WHAT IS REQUIRED: Beginning at the line that holds "Task: If you could identify the green", restate each line exactly through the final line of the records. Include both of those lines.

Stored records

☆ ☆ ☆ ☆

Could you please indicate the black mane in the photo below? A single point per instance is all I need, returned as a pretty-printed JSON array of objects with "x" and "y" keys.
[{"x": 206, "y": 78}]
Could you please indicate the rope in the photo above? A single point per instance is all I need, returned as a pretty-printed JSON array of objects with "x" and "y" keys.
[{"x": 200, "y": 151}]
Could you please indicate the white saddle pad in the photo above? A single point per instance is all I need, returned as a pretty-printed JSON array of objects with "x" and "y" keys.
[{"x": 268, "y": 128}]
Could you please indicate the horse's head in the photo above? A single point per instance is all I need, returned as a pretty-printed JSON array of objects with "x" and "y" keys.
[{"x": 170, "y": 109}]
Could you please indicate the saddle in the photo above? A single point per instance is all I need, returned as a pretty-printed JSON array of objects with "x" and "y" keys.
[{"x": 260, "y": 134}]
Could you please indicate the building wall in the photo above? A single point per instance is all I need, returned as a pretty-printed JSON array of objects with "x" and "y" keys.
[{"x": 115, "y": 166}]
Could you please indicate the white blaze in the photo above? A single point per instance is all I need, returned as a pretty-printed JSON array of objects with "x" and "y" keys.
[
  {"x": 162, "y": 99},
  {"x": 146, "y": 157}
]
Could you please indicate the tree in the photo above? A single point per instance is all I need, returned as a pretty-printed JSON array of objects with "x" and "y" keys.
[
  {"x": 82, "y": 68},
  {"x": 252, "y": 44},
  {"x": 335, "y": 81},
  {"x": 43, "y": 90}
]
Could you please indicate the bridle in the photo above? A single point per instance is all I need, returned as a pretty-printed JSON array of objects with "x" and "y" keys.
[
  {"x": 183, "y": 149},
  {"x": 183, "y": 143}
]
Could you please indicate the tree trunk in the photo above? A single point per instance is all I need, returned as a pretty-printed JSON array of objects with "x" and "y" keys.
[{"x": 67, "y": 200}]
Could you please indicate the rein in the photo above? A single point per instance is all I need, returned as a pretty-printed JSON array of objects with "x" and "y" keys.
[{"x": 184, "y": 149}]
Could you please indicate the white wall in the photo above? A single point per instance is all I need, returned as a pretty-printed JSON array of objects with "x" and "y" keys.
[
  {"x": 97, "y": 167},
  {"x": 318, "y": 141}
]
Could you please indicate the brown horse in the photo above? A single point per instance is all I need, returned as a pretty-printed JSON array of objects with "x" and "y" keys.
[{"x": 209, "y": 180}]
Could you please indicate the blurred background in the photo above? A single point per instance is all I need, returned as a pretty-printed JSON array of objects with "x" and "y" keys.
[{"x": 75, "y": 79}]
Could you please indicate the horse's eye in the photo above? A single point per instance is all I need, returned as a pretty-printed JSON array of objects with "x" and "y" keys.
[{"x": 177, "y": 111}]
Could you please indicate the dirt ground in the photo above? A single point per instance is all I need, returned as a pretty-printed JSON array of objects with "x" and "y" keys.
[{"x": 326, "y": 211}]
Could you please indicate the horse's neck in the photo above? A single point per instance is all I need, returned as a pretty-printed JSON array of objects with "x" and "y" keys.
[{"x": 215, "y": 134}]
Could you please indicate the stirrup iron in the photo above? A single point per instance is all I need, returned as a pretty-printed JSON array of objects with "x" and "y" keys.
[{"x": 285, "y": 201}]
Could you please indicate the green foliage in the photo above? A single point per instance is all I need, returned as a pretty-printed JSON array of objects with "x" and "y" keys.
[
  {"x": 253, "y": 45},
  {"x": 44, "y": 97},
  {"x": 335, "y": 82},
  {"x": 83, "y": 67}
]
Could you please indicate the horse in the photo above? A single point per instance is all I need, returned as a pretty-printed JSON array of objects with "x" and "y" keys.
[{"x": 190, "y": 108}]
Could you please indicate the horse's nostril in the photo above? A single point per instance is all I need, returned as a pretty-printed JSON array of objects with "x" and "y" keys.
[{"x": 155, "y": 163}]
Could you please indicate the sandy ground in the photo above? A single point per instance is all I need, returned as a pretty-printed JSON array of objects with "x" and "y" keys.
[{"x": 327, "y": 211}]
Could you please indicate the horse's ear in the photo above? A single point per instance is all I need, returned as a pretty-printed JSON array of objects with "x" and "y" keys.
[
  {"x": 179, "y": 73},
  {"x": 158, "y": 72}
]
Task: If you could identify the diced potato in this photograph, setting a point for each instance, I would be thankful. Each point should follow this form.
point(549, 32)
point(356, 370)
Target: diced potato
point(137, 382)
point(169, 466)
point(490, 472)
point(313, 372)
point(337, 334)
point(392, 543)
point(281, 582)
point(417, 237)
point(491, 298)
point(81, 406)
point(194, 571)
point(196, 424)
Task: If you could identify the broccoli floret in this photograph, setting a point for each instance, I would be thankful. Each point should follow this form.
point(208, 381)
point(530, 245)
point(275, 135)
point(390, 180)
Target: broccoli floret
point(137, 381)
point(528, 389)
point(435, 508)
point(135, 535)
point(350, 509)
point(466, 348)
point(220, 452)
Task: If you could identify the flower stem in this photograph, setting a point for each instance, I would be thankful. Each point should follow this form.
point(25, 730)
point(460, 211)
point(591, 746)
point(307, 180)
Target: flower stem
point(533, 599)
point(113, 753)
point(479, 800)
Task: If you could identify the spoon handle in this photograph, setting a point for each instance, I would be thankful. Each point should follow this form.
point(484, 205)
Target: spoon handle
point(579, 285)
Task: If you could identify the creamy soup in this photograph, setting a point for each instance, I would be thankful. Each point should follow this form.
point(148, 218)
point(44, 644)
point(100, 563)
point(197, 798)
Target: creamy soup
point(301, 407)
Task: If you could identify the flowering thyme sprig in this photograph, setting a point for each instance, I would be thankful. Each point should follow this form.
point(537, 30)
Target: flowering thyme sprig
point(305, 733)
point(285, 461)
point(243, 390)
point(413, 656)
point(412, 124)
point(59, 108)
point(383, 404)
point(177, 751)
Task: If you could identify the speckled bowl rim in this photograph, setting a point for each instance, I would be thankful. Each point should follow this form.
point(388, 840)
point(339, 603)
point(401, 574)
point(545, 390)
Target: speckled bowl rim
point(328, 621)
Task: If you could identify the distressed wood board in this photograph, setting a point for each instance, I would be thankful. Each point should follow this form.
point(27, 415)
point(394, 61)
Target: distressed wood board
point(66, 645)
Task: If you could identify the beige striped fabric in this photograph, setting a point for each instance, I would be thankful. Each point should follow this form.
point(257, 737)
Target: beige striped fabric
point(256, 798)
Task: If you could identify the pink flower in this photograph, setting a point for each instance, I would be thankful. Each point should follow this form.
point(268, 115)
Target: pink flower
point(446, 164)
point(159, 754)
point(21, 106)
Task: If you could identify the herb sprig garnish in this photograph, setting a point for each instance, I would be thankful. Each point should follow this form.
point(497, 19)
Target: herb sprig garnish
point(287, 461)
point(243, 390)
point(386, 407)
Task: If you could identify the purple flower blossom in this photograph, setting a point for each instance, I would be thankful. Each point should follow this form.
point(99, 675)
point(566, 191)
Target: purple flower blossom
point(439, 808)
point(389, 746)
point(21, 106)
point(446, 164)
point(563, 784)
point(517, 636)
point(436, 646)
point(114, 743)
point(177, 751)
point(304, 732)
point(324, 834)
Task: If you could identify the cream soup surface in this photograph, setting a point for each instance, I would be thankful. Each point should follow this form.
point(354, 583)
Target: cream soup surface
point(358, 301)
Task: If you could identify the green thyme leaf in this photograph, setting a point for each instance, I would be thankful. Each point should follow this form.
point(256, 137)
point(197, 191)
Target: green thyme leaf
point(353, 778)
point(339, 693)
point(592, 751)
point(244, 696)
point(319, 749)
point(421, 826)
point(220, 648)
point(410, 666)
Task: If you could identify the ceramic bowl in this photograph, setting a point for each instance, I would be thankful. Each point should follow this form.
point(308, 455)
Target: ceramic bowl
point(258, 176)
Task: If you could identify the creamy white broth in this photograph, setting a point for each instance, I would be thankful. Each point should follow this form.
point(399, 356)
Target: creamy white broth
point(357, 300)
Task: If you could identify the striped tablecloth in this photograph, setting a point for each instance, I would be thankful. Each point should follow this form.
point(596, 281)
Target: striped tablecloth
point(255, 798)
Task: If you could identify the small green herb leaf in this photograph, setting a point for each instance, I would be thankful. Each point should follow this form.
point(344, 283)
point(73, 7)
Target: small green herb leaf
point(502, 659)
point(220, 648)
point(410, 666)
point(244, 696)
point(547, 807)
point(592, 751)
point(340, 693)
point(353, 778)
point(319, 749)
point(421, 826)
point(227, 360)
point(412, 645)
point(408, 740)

☆ ☆ ☆ ☆

SOLUTION TO THE EXERCISE:
Task: If you could identify the green thyme leaf in this photograph, setting a point for each instance, I would be thankful. Each point should follow this form.
point(256, 137)
point(197, 191)
Target: green thyme leaf
point(353, 778)
point(339, 693)
point(592, 751)
point(244, 696)
point(319, 749)
point(421, 826)
point(220, 648)
point(410, 666)
Task: If you could identify the ceramic bowl in this photograph, setting a point for each instance, I would be thankful. Each point should follow this form.
point(308, 455)
Target: ceramic bowl
point(258, 176)
Task: If you could identify the creamy white broth in this photograph, setting a point for each instance, I would be thankful. Each point should follow this form.
point(399, 356)
Target: creamy white broth
point(357, 300)
Task: If you could identify the striped tablecloth in this photograph, setting a point for each instance, I would be thankful. Each point should follow this form.
point(596, 281)
Target: striped tablecloth
point(255, 798)
Task: If you could identify the small green herb leaf in this photograph, setting a point for each instance, I would be thankful. Each point should follow this form.
point(344, 283)
point(73, 7)
Target: small green herb leaf
point(502, 659)
point(220, 648)
point(410, 666)
point(244, 696)
point(547, 807)
point(592, 751)
point(340, 693)
point(353, 778)
point(319, 749)
point(421, 826)
point(227, 360)
point(412, 645)
point(408, 740)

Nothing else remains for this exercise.